── GIVEN DATA ──

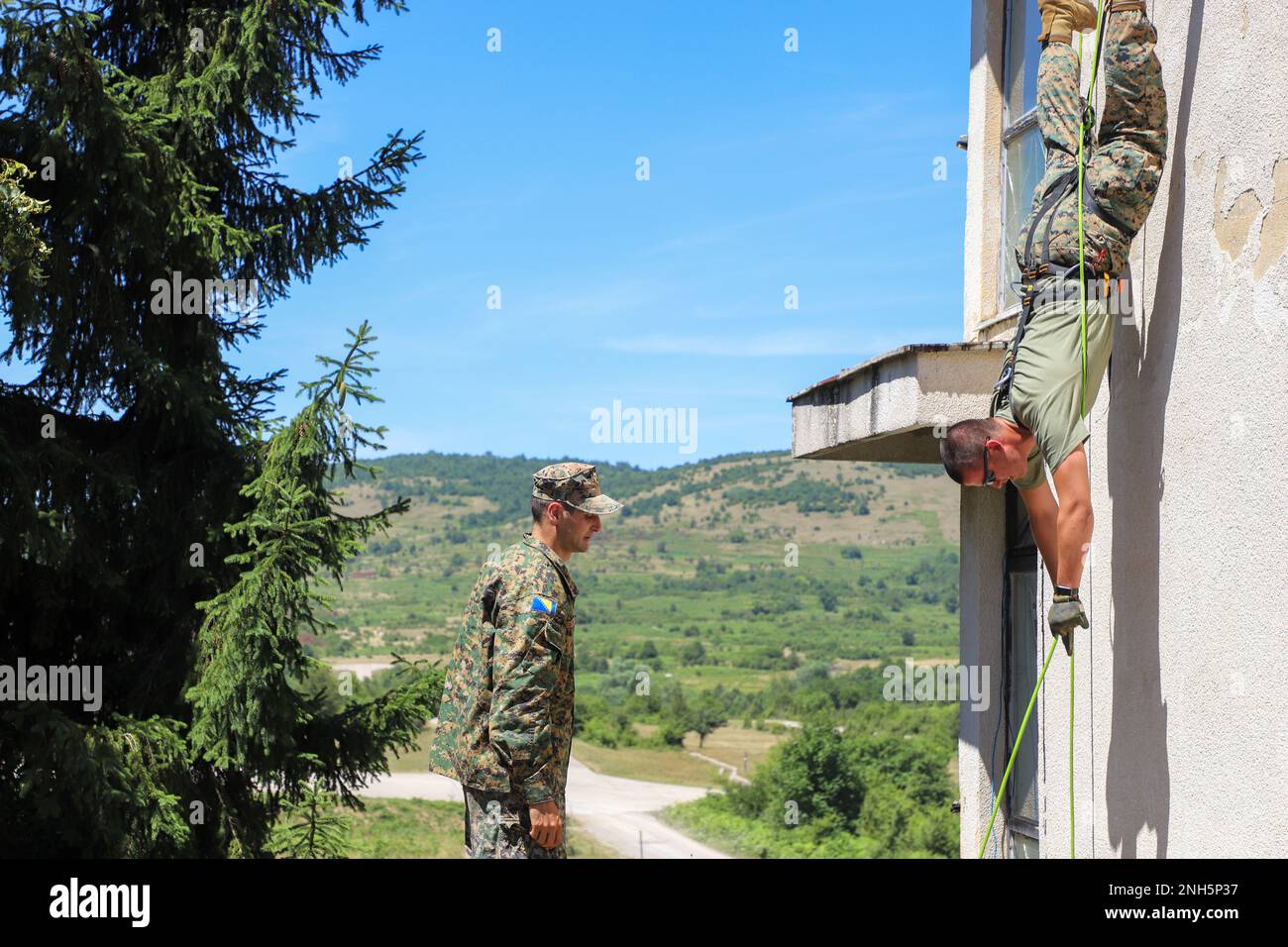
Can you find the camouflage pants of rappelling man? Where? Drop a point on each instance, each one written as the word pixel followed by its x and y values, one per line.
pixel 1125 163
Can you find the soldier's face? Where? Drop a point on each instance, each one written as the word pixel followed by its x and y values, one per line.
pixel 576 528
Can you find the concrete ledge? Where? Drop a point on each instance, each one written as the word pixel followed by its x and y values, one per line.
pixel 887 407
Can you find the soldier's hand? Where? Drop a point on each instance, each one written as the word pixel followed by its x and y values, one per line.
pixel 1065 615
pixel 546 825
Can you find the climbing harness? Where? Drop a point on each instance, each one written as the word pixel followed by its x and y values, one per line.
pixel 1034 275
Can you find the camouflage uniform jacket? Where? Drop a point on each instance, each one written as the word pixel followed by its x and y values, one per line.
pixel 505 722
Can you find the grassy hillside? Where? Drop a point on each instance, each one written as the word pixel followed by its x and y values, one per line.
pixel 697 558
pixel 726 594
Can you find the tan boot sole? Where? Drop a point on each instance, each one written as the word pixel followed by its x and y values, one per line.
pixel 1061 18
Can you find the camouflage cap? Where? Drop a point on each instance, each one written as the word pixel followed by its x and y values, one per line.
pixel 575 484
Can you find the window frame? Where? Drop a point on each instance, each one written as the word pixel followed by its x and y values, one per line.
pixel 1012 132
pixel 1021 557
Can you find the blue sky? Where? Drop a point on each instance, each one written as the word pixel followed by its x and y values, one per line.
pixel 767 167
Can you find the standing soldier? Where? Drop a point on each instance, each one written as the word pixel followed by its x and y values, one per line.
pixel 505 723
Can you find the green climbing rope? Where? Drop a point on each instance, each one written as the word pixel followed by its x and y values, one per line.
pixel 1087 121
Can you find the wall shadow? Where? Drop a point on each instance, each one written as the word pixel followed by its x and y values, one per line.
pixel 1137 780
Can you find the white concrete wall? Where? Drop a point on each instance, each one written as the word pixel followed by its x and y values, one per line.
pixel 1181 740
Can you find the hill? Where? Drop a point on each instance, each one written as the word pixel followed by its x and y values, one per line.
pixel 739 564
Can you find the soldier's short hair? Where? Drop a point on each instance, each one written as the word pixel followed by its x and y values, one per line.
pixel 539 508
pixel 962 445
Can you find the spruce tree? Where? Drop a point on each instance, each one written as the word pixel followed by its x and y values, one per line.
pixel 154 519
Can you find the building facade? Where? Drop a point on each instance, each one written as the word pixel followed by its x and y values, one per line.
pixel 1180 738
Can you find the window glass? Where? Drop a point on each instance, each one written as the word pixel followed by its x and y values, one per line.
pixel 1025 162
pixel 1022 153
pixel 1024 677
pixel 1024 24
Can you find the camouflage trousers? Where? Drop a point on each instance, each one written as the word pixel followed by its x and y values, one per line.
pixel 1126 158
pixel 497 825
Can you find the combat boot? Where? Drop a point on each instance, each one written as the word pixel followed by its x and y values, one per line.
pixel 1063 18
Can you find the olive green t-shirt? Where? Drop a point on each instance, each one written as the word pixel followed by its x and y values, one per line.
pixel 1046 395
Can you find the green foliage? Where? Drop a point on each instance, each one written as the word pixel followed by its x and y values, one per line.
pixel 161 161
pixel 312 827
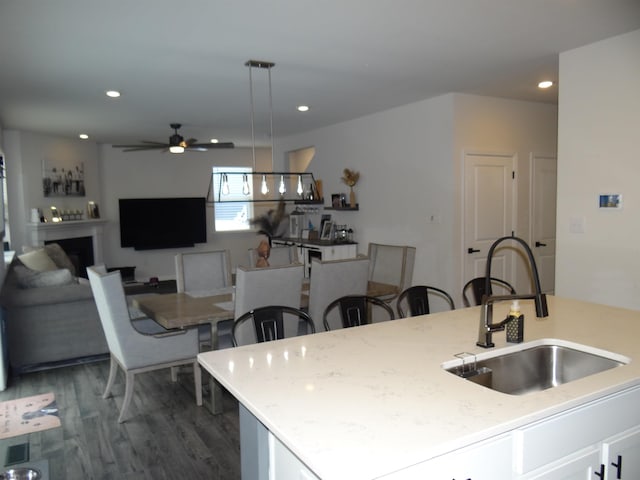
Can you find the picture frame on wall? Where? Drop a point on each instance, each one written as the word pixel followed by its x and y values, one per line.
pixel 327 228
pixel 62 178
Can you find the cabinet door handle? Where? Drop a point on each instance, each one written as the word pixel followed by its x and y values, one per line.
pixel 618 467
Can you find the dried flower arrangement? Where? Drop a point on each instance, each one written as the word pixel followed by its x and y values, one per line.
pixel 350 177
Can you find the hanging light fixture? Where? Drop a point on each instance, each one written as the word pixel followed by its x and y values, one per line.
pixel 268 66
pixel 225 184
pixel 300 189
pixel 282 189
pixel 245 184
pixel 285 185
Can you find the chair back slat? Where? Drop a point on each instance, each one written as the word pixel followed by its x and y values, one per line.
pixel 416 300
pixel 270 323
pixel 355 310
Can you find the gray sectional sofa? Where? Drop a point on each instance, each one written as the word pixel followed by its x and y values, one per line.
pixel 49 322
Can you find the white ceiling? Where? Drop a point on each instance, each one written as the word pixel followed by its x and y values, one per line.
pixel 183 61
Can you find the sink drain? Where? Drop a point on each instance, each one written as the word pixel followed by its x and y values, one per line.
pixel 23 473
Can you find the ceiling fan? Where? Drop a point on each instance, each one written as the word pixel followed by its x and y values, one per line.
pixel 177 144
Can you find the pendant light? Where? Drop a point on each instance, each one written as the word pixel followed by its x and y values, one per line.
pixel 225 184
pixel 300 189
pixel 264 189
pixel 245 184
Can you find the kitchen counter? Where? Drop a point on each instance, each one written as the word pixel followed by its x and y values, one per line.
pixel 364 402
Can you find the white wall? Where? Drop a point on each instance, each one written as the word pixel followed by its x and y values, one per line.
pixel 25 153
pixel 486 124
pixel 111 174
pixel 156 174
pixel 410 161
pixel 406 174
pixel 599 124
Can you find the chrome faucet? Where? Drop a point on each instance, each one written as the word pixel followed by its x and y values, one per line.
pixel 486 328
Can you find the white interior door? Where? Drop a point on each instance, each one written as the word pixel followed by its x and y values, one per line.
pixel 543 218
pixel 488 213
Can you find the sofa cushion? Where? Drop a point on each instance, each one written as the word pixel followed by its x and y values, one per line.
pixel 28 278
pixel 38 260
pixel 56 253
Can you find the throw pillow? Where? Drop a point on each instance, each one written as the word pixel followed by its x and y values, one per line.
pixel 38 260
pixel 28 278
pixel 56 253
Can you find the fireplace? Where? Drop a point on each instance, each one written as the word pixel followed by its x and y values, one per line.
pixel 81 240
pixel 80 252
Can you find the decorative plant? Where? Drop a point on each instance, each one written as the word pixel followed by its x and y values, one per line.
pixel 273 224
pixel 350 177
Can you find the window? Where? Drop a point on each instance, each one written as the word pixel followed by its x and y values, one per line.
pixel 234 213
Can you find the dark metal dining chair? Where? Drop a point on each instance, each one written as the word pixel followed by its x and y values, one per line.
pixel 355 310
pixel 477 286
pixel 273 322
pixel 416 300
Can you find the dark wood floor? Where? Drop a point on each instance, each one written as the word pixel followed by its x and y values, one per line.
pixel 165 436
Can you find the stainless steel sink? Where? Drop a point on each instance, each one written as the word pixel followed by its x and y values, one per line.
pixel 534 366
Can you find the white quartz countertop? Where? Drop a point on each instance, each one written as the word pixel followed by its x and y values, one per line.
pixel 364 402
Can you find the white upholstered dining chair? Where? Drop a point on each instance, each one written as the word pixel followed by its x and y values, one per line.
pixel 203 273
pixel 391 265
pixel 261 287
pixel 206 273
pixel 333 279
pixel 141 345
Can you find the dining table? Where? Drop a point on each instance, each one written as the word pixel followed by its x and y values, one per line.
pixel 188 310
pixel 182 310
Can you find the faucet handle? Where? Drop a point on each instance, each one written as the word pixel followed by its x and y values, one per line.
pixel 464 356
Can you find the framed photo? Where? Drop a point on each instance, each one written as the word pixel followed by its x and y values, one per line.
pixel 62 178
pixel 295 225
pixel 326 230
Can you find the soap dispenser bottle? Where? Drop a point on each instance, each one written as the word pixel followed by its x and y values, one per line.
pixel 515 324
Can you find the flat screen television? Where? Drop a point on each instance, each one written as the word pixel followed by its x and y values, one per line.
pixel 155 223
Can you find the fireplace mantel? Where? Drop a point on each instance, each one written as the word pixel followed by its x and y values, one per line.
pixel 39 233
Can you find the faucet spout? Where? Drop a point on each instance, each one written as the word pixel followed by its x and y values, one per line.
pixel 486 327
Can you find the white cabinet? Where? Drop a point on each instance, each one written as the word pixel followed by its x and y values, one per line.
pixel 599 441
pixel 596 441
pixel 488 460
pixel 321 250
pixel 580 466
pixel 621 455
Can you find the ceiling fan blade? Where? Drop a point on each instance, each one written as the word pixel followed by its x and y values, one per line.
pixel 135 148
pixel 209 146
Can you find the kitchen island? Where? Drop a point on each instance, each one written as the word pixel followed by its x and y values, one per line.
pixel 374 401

───

SHORT TASK
Quote the listing above word for word, from the line with "Can you find the blue" through the line with "pixel 154 519", both of those lines included.

ANSWER TO THE TASK
Can you find the blue sky? Where? Drop a point on each instance, each one written as the word pixel followed by its x and y values, one per line.
pixel 767 167
Can you find the standing soldier? Where? Drop a point on each instance, each one written as the word pixel followed by its x and y values, one per line.
pixel 505 723
Can you find the green climbing rope? Where? Drop a point on each instance, each one written as the word pixel followed by its x and y values, one per line.
pixel 1087 121
Can you find the wall shadow? Where? Drop a point on each instance, each one written as the word pixel followed by its x and y values, one per line.
pixel 1137 780
Can you find the white concrete wall? Where? Drop a point on each instance, each one written as the word pixel followed by its x and y values, one per line.
pixel 1181 740
Can you find the hill? Where? Drop a point on each instance, each one written as the word pixel followed by its x and y values, one per line.
pixel 739 564
Can you find the soldier's short hair? Where? Drop a point on each instance, each one written as the word pixel followed by its x and y values, one per line.
pixel 539 508
pixel 962 445
Can you find the spruce tree? Where? Drop a point on each instance, each one written as the word pixel followed by its x and y values, one per line.
pixel 154 519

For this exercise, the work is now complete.